## Texto proporcionado:

Trujillo en República Dominicana, Videla en Argentina o Hernández Martínez en El Salvador son ejemplos históricos de dicho fenómeno. Todos ellos son gobernantes a quienes la población aprecia, alabando la seguridad que se respiraba en las calles sin considerar la violencia que ejercía el Estado sobre los civiles, la cual, si hacemos cuentas, resultó siendo peor que la cometida por grupos delictivos en tiempos de democracia. La violencia es una de las tantas manifestaciones del poder que, como bien diría Foucault, «nunca se posee, solo se ejerce».

Existieron dos grandes dictaduras donde los partidarios de una son detractores de la otra. Hablamos de Castro en Cuba y Pinochet en Chile, siendo la primera el comienzo de una serie de revoluciones socialistas pagadas con dinero soviético y la segunda la columna vertebral del «Plan Cóndor» elaborado y financiado por Estados Unidos para servir de freno a las primeras.

A Castro se le reconoce por el sistema de salud y educación cubano, por enviar médicos a países en guerra y por servir de faro cultural en las décadas de 1960 y 1970. Pinochet, por su parte, puso en marcha el modelo económico más efectivo de todo el hemisferio sur y dotó a Chile con una de las calidades de vida y PIB per cápita más altos del continente. Lo que suele dejarse en el tintero son los muertos y los presos políticos de uno y otro bando, los miles de chilenos que perdieron su vida intentando cruzar los Andes o las balsas improvisadas llenas de cubanos y de sueños hacia las costas de la Florida. Si bien ambos tuvieron a sus intelectuales que les apoyaron en mayor o menor medida (García Márquez a uno y Borges al otro, por mencionar algunos) también hay nombres y apellidos de quienes tuvieron que recurrir al exilio o directamente fueron asesinados en sus propios países por cometer el gravísimo error de pensar por sí mismos. Estos fueron los casos de Carlos Montaner, hijo de revolucionarios cubanos que abandonó La Habana luego de recibir amenazas de muerte desde el gobierno por pedir que en la universidad se estudiara otros postulados económicos más allá de los marxistas, o Víctor Jara, músico chileno asesinado por hacer uso de la libertad de expresión con su arte. El primero salió al exilio, mientras que el segundo se quedó y fue asesinado.

Si bien las malas acciones no desprestigian las buenas, tampoco las buenas justifican las malas; pero si de algo puedo estar seguro es que todas estas obras no eran imposibles de realizar bajo un contexto democrático, que no había un porqué para sacrificar a esos muertos o a esos presos políticos por buen sistema de salud pública o por una economía próspera. Muestra de ello han sido Costa Rica y Uruguay, dos países cuyos gobiernos democráticos han instaurado modelos educativos, económicos y sanitarios que sirven como ejemplo para el resto del continente.

## Información mostrada:
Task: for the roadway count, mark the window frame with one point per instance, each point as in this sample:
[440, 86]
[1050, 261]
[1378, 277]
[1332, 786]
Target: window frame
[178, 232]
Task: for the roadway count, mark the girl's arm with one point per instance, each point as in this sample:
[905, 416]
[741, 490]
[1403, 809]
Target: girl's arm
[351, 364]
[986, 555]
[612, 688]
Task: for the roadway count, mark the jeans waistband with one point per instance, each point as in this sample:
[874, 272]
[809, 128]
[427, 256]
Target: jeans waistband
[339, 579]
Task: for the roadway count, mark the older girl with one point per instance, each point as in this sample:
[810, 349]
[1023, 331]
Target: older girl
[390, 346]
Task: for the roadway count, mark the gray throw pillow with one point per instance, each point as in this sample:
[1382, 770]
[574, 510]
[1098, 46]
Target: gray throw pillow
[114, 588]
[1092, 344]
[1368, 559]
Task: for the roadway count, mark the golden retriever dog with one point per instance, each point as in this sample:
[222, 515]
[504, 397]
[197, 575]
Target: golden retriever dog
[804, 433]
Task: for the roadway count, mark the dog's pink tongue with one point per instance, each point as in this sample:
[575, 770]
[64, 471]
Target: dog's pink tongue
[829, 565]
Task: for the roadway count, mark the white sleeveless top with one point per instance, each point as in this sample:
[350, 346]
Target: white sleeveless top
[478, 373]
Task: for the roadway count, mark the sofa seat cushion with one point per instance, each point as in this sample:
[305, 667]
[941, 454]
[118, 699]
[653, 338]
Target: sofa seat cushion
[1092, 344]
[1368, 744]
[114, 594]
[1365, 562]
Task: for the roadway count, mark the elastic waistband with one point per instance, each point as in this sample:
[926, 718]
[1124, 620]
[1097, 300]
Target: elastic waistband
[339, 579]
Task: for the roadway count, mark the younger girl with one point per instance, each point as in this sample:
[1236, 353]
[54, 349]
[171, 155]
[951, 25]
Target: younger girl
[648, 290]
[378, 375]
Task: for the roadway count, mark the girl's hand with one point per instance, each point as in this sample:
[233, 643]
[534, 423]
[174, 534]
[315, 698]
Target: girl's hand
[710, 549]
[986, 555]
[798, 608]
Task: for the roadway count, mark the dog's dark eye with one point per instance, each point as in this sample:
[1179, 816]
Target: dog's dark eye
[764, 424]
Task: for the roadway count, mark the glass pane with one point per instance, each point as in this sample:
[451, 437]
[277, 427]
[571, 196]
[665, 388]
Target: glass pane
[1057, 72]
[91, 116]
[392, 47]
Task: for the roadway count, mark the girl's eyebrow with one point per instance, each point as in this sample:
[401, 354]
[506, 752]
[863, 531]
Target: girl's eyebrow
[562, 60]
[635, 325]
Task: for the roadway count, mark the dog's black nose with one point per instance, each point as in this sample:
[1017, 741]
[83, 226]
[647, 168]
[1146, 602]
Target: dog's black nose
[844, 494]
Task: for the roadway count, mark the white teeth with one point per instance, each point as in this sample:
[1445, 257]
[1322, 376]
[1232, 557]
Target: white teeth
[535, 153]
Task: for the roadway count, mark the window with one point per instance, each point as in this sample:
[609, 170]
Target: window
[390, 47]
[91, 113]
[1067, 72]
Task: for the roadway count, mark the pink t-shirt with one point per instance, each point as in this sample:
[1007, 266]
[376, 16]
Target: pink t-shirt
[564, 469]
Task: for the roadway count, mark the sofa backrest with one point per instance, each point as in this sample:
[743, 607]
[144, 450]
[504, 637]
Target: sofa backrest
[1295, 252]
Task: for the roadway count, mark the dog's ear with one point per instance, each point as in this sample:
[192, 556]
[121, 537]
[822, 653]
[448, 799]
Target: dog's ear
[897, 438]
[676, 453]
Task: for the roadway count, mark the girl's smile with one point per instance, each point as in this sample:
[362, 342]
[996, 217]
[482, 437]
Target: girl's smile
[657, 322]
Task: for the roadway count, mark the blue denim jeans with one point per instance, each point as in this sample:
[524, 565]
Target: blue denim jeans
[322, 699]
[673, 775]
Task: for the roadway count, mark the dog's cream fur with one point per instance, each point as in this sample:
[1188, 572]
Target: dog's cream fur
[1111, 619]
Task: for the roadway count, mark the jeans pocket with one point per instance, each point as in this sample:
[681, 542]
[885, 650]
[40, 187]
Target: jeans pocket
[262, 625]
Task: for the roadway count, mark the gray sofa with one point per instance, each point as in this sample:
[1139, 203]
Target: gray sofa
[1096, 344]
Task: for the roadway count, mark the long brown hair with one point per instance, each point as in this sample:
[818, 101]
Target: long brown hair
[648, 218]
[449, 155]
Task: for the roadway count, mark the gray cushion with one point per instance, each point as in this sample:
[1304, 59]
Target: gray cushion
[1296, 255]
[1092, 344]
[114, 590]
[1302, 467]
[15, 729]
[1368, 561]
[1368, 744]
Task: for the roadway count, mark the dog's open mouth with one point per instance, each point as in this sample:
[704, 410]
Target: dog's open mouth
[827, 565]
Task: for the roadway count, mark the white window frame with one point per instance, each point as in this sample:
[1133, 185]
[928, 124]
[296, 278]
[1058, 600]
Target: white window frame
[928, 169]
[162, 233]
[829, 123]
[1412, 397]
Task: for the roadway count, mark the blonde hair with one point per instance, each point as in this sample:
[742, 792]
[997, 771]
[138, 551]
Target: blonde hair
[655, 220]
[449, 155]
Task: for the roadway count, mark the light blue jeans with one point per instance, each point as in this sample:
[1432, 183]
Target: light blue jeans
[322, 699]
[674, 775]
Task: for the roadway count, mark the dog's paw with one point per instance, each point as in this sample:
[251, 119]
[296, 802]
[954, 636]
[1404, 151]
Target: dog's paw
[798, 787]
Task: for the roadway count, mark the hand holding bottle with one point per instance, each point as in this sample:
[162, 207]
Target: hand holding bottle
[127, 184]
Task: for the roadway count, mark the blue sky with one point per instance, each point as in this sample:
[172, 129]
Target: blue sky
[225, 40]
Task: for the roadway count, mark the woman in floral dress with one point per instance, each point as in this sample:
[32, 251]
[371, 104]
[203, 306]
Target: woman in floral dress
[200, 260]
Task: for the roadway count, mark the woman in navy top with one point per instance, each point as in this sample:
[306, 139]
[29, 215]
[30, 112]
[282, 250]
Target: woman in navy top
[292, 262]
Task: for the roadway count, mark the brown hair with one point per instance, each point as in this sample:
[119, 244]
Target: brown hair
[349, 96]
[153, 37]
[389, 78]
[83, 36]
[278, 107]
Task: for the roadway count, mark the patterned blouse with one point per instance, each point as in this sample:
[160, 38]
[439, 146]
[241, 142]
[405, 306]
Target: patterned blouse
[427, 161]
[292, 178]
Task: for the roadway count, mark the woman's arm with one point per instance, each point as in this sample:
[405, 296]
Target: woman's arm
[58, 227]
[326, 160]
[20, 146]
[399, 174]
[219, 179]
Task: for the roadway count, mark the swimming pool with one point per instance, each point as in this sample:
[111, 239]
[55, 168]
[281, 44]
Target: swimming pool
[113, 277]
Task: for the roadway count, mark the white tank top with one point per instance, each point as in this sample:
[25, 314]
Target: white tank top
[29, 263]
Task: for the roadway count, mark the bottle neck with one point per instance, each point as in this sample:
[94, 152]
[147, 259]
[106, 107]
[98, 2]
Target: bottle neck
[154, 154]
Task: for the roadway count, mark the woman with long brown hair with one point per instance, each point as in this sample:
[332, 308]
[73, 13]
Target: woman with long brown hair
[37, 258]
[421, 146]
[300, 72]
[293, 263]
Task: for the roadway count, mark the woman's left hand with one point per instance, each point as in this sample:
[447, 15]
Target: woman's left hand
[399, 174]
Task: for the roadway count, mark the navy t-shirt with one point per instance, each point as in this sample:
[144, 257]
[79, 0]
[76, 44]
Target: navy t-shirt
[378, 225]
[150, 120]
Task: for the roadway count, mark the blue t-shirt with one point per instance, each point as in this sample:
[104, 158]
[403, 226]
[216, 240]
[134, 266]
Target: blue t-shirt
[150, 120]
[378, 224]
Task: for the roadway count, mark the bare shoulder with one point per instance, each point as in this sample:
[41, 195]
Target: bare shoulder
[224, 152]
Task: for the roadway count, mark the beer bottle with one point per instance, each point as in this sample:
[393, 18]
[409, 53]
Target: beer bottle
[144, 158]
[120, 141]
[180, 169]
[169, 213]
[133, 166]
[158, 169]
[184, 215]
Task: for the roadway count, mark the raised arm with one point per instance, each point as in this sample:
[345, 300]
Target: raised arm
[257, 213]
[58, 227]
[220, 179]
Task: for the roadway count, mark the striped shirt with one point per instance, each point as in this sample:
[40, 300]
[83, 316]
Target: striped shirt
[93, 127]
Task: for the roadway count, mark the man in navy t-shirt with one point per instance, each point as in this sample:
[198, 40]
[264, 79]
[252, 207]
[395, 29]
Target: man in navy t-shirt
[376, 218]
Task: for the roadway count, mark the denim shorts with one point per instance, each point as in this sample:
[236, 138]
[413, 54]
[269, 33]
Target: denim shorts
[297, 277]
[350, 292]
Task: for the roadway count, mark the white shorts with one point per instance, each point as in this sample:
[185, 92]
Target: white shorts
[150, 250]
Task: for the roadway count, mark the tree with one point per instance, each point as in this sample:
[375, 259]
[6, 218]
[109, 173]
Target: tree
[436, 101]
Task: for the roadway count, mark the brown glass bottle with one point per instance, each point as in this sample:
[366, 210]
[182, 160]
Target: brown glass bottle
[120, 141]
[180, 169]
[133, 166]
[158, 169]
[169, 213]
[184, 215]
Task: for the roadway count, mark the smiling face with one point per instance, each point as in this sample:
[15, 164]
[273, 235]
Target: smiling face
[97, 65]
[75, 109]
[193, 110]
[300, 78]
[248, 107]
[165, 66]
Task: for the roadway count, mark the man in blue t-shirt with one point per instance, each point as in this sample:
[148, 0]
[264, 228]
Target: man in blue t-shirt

## Descripción del problema:
Transcribe del texto sobre las dictaduras la parte que empieza con las palabras que contienen "Si bien las" y termina con "resto del continente.". El listado es material aparte y no forma parte del texto.

## Resultado de la tarea:
Si bien las malas acciones no desprestigian las buenas, tampoco las buenas justifican las malas; pero si de algo puedo estar seguro es que todas estas obras no eran imposibles de realizar bajo un contexto democrático, que no había un porqué para sacrificar a esos muertos o a esos presos políticos por buen sistema de salud pública o por una economía próspera. Muestra de ello han sido Costa Rica y Uruguay, dos países cuyos gobiernos democráticos han instaurado modelos educativos, económicos y sanitarios que sirven como ejemplo para el resto del continente.